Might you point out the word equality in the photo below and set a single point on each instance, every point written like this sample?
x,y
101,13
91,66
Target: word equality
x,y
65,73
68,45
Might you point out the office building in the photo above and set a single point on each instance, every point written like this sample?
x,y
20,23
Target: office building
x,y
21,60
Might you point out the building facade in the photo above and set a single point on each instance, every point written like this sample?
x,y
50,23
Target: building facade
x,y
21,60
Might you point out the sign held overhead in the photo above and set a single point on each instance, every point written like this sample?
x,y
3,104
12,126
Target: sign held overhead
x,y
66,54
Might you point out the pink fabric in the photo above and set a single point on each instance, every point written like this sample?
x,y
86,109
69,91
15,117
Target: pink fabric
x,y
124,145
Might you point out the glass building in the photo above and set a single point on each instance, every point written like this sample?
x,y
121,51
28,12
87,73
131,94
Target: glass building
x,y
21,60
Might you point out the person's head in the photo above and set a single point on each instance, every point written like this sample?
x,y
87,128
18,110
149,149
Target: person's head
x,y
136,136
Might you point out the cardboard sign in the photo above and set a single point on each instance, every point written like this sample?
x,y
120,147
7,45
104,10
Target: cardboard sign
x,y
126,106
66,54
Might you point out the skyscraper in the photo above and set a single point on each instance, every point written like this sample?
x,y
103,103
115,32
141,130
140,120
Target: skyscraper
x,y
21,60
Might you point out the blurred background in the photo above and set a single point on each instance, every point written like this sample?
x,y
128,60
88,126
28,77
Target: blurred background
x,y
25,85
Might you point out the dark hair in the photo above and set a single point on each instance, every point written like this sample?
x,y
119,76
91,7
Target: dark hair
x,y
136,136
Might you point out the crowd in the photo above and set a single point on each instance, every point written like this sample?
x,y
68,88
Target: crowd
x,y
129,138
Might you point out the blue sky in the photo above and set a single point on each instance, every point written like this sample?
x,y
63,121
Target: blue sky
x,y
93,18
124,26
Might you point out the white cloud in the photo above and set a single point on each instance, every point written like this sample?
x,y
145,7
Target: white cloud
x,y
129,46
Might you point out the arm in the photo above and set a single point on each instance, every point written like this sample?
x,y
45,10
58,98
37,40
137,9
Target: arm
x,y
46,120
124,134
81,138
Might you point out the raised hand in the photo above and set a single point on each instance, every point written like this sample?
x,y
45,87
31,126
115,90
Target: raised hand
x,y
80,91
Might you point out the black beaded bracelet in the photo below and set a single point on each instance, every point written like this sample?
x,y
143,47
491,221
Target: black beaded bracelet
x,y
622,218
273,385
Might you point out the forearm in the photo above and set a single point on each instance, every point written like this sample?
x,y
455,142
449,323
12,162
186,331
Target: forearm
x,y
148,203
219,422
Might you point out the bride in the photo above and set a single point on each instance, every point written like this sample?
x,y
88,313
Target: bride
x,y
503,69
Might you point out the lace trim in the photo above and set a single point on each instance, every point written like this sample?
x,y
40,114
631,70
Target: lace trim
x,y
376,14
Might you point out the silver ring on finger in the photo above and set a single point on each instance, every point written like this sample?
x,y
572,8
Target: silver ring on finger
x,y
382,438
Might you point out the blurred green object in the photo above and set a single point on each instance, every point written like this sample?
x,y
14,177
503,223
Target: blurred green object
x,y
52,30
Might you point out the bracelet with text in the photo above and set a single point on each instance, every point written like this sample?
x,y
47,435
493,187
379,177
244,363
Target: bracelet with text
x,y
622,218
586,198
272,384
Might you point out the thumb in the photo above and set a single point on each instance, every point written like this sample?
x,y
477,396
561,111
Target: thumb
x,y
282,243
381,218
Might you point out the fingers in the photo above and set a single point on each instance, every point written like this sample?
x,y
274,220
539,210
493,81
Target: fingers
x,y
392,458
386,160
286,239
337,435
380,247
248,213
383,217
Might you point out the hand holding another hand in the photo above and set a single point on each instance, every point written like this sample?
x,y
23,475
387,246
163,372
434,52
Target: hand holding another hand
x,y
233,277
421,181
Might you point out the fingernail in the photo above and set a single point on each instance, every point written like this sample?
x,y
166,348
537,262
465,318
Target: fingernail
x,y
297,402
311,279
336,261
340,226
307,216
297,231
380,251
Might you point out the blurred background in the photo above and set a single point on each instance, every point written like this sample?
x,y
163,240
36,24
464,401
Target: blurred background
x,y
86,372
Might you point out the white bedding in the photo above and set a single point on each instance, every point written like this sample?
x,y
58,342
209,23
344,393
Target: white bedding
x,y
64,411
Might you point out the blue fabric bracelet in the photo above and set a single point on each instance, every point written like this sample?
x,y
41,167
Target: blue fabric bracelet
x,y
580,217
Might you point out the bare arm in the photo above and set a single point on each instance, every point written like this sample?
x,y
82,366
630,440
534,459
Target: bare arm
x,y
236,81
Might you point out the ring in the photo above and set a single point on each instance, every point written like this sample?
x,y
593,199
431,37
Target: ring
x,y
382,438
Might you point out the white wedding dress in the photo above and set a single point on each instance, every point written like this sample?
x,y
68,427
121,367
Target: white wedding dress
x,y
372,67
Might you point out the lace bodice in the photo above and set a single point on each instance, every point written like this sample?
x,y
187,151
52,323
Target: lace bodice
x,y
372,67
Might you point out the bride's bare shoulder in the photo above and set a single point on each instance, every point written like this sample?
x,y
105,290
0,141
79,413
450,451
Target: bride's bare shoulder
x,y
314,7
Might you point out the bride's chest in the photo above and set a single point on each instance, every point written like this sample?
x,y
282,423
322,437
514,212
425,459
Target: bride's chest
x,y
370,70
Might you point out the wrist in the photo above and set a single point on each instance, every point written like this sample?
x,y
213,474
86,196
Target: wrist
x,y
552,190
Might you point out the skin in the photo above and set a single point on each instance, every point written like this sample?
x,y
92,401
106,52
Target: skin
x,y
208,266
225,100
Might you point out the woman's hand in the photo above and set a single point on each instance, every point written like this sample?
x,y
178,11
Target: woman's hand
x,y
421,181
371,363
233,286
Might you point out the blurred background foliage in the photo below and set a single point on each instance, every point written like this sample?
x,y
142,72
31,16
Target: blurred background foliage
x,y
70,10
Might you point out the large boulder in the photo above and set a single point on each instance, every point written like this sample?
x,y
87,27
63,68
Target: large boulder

----------

Write out the entries above once more, without altering anything.

Might you point out the word equality in the photo below and set a single point on each instance, every point written like this sample?
x,y
101,13
91,66
Target: word equality
x,y
65,73
68,45
Might you point out the office building in the photo above and set a single point on each instance, every point written like this sample?
x,y
20,23
Target: office building
x,y
21,60
Might you point out the building facade in the photo above and set a single point on each instance, every point written like this sample?
x,y
50,23
Target: building facade
x,y
21,60
Might you point out the sign held overhead in the photo above and set a single point on each instance, every point written like this sample?
x,y
3,104
12,126
Target: sign held overhead
x,y
66,54
Might you point out the pink fabric in the photo above and set a single point on each instance, every point written like this sample?
x,y
86,109
69,91
15,117
Target: pink fabric
x,y
124,145
Might you point out the glass building in the photo above and set a single point on each instance, every point written like this sample?
x,y
121,51
28,12
87,73
131,94
Target: glass building
x,y
21,60
Might you point out the person's head in the photo above and set a single point on each instance, every point written like this sample?
x,y
87,128
18,110
149,149
Target: person's head
x,y
136,136
Might you point out the cardboard sign in the photo above and set a single point on each instance, every point written like this sample?
x,y
120,147
7,45
104,10
Target: cardboard sign
x,y
126,106
66,54
Might you point out the skyscraper in the photo above and set a single point on each instance, every point written like this sample?
x,y
103,103
115,32
141,130
140,120
Target: skyscraper
x,y
21,60
Might you point out the blurred background in the photo above and set a single point on each instance, every point written like this sample?
x,y
128,60
88,126
28,77
Target: blurred background
x,y
25,85
Might you point out the dark hair in the photo above and set a single point on each instance, every point written like this sample?
x,y
119,76
91,7
Target: dark hair
x,y
136,136
Might you point out the crowd in the photo above and set a single point on each instance, every point written like this sample?
x,y
68,88
Target: crowd
x,y
129,138
Might you point out the blue sky in the photo above and set a single point on each instance, every point written like this sample?
x,y
63,121
Target: blue sky
x,y
93,18
124,26
Might you point out the white cloud in the photo above and set a single point on each instance, every point written like this sample?
x,y
145,7
Target: white cloud
x,y
129,46
Might you point out the arm in the photo above and set a single point on each instance, every point written like this sample?
x,y
45,10
58,98
37,40
137,9
Target: arm
x,y
46,120
124,134
81,138
Might you point out the raised hand in the photo above and set a single point on each instance, every point written like this sample?
x,y
45,87
31,126
115,90
Target: raised hand
x,y
80,91
Might you point out the black beaded bracelet in the photo below and set a single point on each instance, every point written like this sample?
x,y
143,47
491,221
Target: black beaded bracelet
x,y
622,218
273,385
Might you point out the forearm in the photo above and set a single point on each instance, every point written like this sample?
x,y
455,142
449,323
12,162
186,331
Target: forearm
x,y
148,203
219,422
Might you point out the bride in the photo above and set a single point on each instance, every point written like this sample?
x,y
88,313
Target: bride
x,y
503,69
Might you point out the lace trim in the photo above and set a single point on each instance, every point written like this sample?
x,y
40,114
631,70
Target: lace trim
x,y
376,14
Might you point out the silver ring on finger in the photo above and set a single point on each instance, every point written like this sample?
x,y
572,8
Target: silver ring on finger
x,y
382,438
Might you point out the blurred green object in the photo above and set a single point on each instance, every point written like this sample?
x,y
14,177
503,223
Target: blurred green object
x,y
52,30
Might you point out the bracelet with text in the photo above and set a single point on each instance, every point written like this sample?
x,y
47,435
493,187
379,177
244,363
Target: bracelet with text
x,y
622,218
586,198
272,384
Might you point out the thumb in the photo above and set a single point on each instance, every point written like this sample?
x,y
477,396
561,111
Target: thumb
x,y
282,243
381,218
Might you point out the fingers in the photo above and set a single point on each instance, every point written like this sample?
x,y
274,220
539,210
493,81
Target: fingers
x,y
392,458
386,160
286,239
337,435
380,247
248,213
383,217
Might you point out the hand holding another hand in the photo above and set a single point on each instance, every point written like this sample?
x,y
23,475
387,246
163,372
434,52
Target: hand holding another hand
x,y
233,277
421,181
Might you point out the fingernail in the photo above and set a single point on each instance, every point written like this sample?
x,y
166,348
537,262
465,318
Target: fingernail
x,y
297,402
311,279
336,261
340,226
307,216
297,231
380,251
Might you point out the blurred background in the photo above and set a single point on each instance, every point written like this sample?
x,y
163,240
36,24
464,401
Target: blurred background
x,y
86,372
Might you point out the white bedding in the photo above and set a single point on each instance, every point written like this sample?
x,y
58,342
209,23
344,393
Target: white bedding
x,y
64,411
Might you point out the blue fabric bracelet in the photo above and set a single point on each instance, every point written like this sample?
x,y
41,167
Target: blue fabric bracelet
x,y
580,217
Might you point out the bare arm in the photo above and set a single point on each instance, every point written like this sample?
x,y
82,366
630,440
534,459
Target: bare arm
x,y
236,81
Might you point out the ring in the photo above and set a single point on each instance, every point written like this sample?
x,y
593,199
431,37
Target: ring
x,y
382,438
Might you point out the white wedding dress in the photo above and set a single point on each instance, every point written like this sample?
x,y
68,427
121,367
Target: white wedding dress
x,y
372,67
Might you point out the lace bodice in the photo above and set a single point on each instance, every point written like this sample?
x,y
187,151
52,323
Target: lace bodice
x,y
372,67
Might you point out the bride's bare shoulder in the photo above and set a single point on each instance, every point written like this sample?
x,y
105,290
0,141
79,413
450,451
Target: bride's bare shoulder
x,y
314,7
Might you point out the bride's chest in the photo above and set a single point on each instance, every point written like this sample?
x,y
282,423
322,437
514,212
425,459
Target: bride's chest
x,y
370,70
Might you point out the wrist in the photo above and set a single point on each instance, every point written like this sample?
x,y
213,474
86,196
Target: wrist
x,y
552,190
Might you point out the skin in the photo above and set a single point on each instance, every point written like this sample?
x,y
92,401
106,52
Target: skin
x,y
208,266
225,100
Might you point out the woman's hand in the photo above and set a single point on each instance, every point written like this sample?
x,y
178,11
Target: woman's hand
x,y
421,181
371,363
233,286
Might you point out the blurred background foliage in the photo below and set a single point on each instance, every point written like this sample?
x,y
142,72
31,16
Target: blurred background foliage
x,y
70,10
Might you point out the large boulder in the photo above and set a single point on each instance, every point written like this sample?
x,y
87,27
63,68
Target: large boulder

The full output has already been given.